• TEXTE
___

Stanley Vander Meulen est né sous le nom de Sape Vander Meulen le 26 janvier 1933 à Driesum, un village de Frise (Friesland), une région des Pays-Bas, sur le bord de la mer du Nord. Sape était le deuxième plus jeune des dix enfants de Jacob et Antje, dont le nom de famille Vander Meulen se traduit par « from the mill » en anglais, ou « du moulin » en français. Le nom est répandu en Hollande en raison des nombreux moulins à vent construits pour le contrôle des inondations dans ce pays dont l’altitude est faible. De tels noms de famille génériques se sont répandus dans le cadre des réformes civiques imposées lorsque la Hollande est tombée sous le contrôle de l’Empire français de Napoléon Bonaparte, au début des années 1800.

Pour les Vander Meulen de Driesum, le nom peut faire référence à une scierie plutôt qu’à un moulin à vent. Le père de Sape, membre d’une lignée vieille de plusieurs siècles de charpentiers accomplis, se spécialisait dans le plan et la construction de maisons, ainsi que dans la confection d’armoires. Jacob donnait de la formation pratique dans ces métiers alors que le jeune Sape suivait son éducation en dessin et en conception dans une école technique située à proximité.

___

• Extrait d'un jeu de données
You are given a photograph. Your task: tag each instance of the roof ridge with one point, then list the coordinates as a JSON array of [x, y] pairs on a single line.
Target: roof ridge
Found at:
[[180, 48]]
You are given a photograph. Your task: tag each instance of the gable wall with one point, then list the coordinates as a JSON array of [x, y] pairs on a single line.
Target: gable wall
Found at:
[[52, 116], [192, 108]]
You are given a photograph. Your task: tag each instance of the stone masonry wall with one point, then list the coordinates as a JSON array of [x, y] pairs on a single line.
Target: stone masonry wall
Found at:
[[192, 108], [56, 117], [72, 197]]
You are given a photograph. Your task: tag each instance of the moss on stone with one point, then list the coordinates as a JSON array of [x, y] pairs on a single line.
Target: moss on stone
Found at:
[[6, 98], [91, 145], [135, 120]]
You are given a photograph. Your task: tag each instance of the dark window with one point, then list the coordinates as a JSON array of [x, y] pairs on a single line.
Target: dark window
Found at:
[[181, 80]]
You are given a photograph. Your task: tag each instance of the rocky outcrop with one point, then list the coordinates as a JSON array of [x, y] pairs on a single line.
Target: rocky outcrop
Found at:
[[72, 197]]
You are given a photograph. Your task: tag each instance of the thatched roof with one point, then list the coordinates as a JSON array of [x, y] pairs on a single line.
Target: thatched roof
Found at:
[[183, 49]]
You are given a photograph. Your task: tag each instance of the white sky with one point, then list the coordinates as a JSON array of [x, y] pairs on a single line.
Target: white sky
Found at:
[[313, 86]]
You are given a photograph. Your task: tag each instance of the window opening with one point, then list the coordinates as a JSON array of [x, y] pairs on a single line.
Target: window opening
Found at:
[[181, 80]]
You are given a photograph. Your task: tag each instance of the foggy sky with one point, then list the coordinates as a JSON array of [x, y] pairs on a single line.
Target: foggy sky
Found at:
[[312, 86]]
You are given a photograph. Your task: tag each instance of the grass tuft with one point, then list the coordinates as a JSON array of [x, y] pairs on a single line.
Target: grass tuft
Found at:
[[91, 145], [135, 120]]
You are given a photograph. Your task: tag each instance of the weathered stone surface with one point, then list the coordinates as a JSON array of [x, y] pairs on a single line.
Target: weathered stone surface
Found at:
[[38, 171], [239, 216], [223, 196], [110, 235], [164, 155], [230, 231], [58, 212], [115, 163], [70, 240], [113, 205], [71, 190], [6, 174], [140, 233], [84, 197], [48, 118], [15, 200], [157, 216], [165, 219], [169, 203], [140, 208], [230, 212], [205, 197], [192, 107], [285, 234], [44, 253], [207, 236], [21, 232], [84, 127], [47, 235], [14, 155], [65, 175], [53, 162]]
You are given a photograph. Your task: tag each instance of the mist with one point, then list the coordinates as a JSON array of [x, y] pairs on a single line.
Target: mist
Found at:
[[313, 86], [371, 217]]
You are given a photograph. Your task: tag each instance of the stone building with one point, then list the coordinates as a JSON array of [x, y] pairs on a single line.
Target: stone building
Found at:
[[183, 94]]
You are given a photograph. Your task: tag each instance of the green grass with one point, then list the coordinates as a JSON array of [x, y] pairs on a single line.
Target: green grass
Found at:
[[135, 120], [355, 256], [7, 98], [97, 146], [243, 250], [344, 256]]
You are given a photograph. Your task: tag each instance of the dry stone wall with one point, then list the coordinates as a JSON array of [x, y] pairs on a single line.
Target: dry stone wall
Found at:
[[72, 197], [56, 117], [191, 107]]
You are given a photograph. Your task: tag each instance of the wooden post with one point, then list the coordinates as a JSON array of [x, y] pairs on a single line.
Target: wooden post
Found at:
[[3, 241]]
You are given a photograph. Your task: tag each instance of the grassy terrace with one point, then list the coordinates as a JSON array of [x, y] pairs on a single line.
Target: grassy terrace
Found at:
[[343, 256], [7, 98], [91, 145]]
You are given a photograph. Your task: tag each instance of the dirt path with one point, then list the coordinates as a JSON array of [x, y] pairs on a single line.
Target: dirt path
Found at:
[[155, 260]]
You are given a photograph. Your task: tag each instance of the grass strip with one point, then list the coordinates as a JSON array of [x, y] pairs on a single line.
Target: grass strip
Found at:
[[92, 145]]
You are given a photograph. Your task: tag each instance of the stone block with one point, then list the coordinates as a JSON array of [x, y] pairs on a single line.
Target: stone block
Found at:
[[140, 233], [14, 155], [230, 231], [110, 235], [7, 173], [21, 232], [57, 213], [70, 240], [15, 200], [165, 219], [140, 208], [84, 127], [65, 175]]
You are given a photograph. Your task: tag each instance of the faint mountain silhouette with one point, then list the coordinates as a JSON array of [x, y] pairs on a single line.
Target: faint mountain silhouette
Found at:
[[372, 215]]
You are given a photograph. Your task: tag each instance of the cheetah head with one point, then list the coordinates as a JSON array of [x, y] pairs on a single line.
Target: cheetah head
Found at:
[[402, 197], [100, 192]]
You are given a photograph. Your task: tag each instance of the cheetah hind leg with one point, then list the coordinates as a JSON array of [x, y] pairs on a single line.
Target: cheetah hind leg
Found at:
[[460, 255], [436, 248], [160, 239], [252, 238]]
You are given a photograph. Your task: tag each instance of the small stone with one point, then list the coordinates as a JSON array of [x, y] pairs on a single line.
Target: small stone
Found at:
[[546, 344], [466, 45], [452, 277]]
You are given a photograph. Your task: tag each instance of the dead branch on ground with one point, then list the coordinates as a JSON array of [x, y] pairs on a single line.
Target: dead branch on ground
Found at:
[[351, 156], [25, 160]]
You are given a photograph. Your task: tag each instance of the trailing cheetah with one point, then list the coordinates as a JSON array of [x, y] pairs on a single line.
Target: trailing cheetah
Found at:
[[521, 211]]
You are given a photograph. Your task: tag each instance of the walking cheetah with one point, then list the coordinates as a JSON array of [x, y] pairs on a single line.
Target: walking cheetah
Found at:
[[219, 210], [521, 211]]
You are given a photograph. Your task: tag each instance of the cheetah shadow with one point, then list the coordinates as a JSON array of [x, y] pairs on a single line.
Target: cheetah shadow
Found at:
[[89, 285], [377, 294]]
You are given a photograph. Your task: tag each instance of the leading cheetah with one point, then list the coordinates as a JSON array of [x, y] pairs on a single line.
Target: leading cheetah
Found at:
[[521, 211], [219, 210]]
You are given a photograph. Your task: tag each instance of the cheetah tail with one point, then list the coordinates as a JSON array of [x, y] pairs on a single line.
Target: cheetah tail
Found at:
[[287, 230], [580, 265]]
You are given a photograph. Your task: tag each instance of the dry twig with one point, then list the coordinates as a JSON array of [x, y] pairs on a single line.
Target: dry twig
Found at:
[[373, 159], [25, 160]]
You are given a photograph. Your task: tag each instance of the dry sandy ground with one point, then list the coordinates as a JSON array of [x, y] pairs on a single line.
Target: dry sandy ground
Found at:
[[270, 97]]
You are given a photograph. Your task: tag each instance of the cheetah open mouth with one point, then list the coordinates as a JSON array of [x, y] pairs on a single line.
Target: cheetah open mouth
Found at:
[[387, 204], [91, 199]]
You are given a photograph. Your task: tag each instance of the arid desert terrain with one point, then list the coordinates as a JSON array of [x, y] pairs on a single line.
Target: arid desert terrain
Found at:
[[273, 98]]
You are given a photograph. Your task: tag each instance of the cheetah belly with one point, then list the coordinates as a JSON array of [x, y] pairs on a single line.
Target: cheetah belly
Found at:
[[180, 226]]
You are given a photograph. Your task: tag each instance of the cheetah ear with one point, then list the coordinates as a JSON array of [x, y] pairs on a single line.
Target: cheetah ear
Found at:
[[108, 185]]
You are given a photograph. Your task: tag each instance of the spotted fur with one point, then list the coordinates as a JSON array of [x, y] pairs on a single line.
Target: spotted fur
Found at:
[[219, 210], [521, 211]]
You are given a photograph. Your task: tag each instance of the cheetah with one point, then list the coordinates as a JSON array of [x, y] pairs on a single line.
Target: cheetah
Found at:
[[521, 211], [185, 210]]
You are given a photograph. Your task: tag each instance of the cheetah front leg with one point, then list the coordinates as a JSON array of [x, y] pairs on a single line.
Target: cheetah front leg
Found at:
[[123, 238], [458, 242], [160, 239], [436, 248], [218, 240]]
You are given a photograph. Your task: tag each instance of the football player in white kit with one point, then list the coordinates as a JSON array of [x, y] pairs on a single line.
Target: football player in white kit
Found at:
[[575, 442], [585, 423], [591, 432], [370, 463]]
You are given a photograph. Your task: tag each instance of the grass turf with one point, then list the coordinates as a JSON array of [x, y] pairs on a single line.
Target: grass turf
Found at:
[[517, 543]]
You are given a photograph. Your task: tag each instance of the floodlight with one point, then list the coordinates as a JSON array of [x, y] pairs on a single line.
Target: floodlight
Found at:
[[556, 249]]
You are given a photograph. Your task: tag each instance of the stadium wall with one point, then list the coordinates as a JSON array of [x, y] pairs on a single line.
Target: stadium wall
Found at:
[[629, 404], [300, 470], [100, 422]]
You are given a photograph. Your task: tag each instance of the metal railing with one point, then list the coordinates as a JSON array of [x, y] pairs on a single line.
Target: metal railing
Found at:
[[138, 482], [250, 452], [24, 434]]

___

• EXERCICES
**A)** D'après le texte, combien d'enfants Jacob et Antje avaient-ils ?
**B)** Modifiez le passage du texte qui commence à « Stanley Vander Meulen » et se termine à « des années 1800. » en y remplaçant « village » par « hameau ».

• EXERCICES CORRIGÉS
**A)** Ils avaient dix enfants.

**B)**
Stanley Vander Meulen est né sous le nom de Sape Vander Meulen le 26 janvier 1933 à Driesum, un hameau de Frise (Friesland), une région des Pays-Bas, sur le bord de la mer du Nord. Sape était le deuxième plus jeune des dix enfants de Jacob et Antje, dont le nom de famille Vander Meulen se traduit par « from the mill » en anglais, ou « du moulin » en français. Le nom est répandu en Hollande en raison des nombreux moulins à vent construits pour le contrôle des inondations dans ce pays dont l’altitude est faible. De tels noms de famille génériques se sont répandus dans le cadre des réformes civiques imposées lorsque la Hollande est tombée sous le contrôle de l’Empire français de Napoléon Bonaparte, au début des années 1800.